• _WHAT YOU NEED TO DO_: Turn every line of the records below into a JSON list of strings, one string per line, leaving out any blank lines.

[Data taken from a collection]
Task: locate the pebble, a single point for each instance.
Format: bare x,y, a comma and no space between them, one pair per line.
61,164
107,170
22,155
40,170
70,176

• _OUTPUT OF THE EXERCISE_:
[
  "Task: locate the pebble, a single point for each instance.",
  "Format: bare x,y, a comma and no space between them, one pair per line.",
  "61,164",
  "107,170",
  "22,155",
  "40,170",
  "70,176"
]